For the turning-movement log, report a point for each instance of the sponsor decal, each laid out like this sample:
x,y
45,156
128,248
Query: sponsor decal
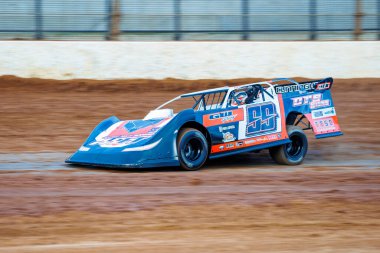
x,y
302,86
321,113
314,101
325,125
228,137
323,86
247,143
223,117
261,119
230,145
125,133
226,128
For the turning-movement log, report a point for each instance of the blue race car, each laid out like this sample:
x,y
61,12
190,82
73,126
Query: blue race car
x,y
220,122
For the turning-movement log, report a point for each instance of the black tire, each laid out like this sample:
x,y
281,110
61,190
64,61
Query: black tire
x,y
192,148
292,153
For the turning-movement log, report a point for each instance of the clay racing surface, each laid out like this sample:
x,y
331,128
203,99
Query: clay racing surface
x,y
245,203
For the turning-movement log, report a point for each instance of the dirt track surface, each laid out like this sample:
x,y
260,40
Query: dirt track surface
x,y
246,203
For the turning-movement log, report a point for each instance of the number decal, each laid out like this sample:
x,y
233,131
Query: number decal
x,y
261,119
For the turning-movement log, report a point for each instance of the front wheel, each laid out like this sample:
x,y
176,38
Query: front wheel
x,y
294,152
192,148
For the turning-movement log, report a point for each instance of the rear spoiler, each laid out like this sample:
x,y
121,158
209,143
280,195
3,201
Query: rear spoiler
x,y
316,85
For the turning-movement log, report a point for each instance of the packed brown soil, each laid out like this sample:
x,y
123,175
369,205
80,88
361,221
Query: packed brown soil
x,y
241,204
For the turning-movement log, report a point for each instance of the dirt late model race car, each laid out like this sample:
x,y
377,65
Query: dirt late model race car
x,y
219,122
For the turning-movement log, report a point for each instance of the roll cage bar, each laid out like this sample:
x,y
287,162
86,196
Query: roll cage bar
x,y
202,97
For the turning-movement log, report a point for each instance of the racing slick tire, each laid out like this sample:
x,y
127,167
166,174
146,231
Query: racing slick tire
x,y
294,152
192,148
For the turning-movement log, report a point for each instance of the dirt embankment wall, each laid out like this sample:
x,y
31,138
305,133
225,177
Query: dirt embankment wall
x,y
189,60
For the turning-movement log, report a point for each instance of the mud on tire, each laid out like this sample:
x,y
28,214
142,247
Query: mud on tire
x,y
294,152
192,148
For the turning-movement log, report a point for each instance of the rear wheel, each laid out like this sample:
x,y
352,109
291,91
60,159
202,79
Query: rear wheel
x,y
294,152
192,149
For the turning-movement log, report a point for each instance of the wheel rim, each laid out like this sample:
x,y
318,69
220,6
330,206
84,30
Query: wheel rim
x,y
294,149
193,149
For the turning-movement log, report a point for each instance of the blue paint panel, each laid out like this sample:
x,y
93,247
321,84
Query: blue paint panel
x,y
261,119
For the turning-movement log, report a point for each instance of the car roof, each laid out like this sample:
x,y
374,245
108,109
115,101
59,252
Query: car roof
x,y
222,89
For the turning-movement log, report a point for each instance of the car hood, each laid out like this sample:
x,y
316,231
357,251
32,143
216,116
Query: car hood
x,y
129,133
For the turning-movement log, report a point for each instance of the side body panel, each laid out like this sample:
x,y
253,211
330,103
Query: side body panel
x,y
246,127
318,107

+++

> _Problem_
Rewrite every item above as a numbered list, one line per number, leaving out blank lines and the pictures.

> _Task output_
1. For the turning-movement log, report a point for each instance of the sponsor decal, each laid out like this sample:
2. x,y
3. 45,156
4. 128,248
5. Query: sponsor decal
6. x,y
7. 302,86
8. 321,113
9. 314,101
10. 325,125
11. 228,137
12. 323,86
13. 247,143
14. 223,117
15. 261,119
16. 230,145
17. 125,133
18. 226,128
19. For the turning-movement log, report a point for each instance of the blue race car, each laid out like this sample:
20. x,y
21. 61,12
22. 190,82
23. 73,126
24. Query: blue race car
25. x,y
26. 220,122
27. For the turning-movement log, report a point for each instance of the black tire, each laid out like this sample:
28. x,y
29. 281,110
30. 61,190
31. 64,61
32. Query: black tire
33. x,y
34. 192,148
35. 292,153
36. For the turning-movement log, report a point for each instance of the clay racing surface, each laid out like this sample:
37. x,y
38. 331,128
39. 203,99
40. Query: clay racing surface
41. x,y
42. 245,203
43. For the turning-movement log, report a point for each instance of the dirt track surface, each laid out like this sample:
44. x,y
45. 260,40
46. Query: dirt track surface
47. x,y
48. 246,203
49. For the turning-movement log, report a point for each instance of the number decal, each laid out like this sample:
50. x,y
51. 233,131
52. Query: number decal
53. x,y
54. 261,119
55. For the turning-movement log, report a point for each instance of the front wheel, each laid out like this sample:
56. x,y
57. 176,38
58. Query: front wheel
59. x,y
60. 294,152
61. 192,148
62. For the turning-movement log, report a point for each instance of the rear spoiler, each laid out like this sample:
63. x,y
64. 121,158
65. 209,143
66. 280,195
67. 3,201
68. Query: rear spoiler
69. x,y
70. 316,85
71. For the turning-movement log, report a point for each instance of the packed brown soil, each laid out like this sample:
72. x,y
73. 123,175
74. 369,205
75. 80,88
76. 361,221
77. Query: packed brown soil
78. x,y
79. 241,204
80. For the turning-movement log, report a point for each instance of the dirt late model race car, each laid out like this sample:
81. x,y
82. 377,65
83. Query: dirt late model race car
84. x,y
85. 219,122
86. For the turning-movement log, report a point for each instance of the roll cage bar, each laid out like this sample:
87. x,y
88. 287,162
89. 86,196
90. Query: roll cage bar
91. x,y
92. 202,97
93. For the turning-movement log, report a point for each instance of the racing slick tire, each laid out like this sample:
94. x,y
95. 127,167
96. 166,174
97. 146,231
98. Query: racing slick tire
99. x,y
100. 294,152
101. 192,148
102. For the turning-movement log, report a point for each instance of the dirt embankment wall, each laid out like this sample:
103. x,y
104. 31,138
105. 305,133
106. 225,177
107. Query: dirt embankment wall
108. x,y
109. 189,60
110. For the turning-movement log, report a point for each instance of the mud on tire, each laid out like this sample:
111. x,y
112. 28,214
113. 142,247
114. Query: mud on tire
115. x,y
116. 294,152
117. 192,148
118. For the turning-movement log, report a point for each instance of the rear wheel, each laid out like this sample:
119. x,y
120. 352,109
121. 291,91
122. 60,159
123. 202,79
124. Query: rear wheel
125. x,y
126. 294,152
127. 192,149
128. For the turning-movement log, report a point for each instance of the wheel rim, each laid out like this sample:
129. x,y
130. 318,69
131. 220,6
132. 330,206
133. 84,30
134. Query: wheel rim
135. x,y
136. 294,149
137. 193,149
138. For the turning-movement log, report a point for each instance of the blue paint panel, each laid out like this sample:
139. x,y
140. 93,247
141. 321,84
142. Query: blue paint panel
143. x,y
144. 261,119
145. For the turning-movement log, report a point for each instance of the car roof, each laid out like this sample:
146. x,y
147. 374,245
148. 108,109
149. 115,101
150. 59,252
151. Query: car roof
152. x,y
153. 222,89
154. For the turning-movement log, report a point for each instance of the car hood, each laid out like this sample:
155. x,y
156. 316,231
157. 357,251
158. 32,143
159. 216,116
160. Query: car hood
161. x,y
162. 129,133
163. For the turning-movement log, report a point for each instance of the side body panel, each laid out like this sample:
164. x,y
165. 253,211
166. 330,103
167. Query: side body panel
168. x,y
169. 246,127
170. 318,107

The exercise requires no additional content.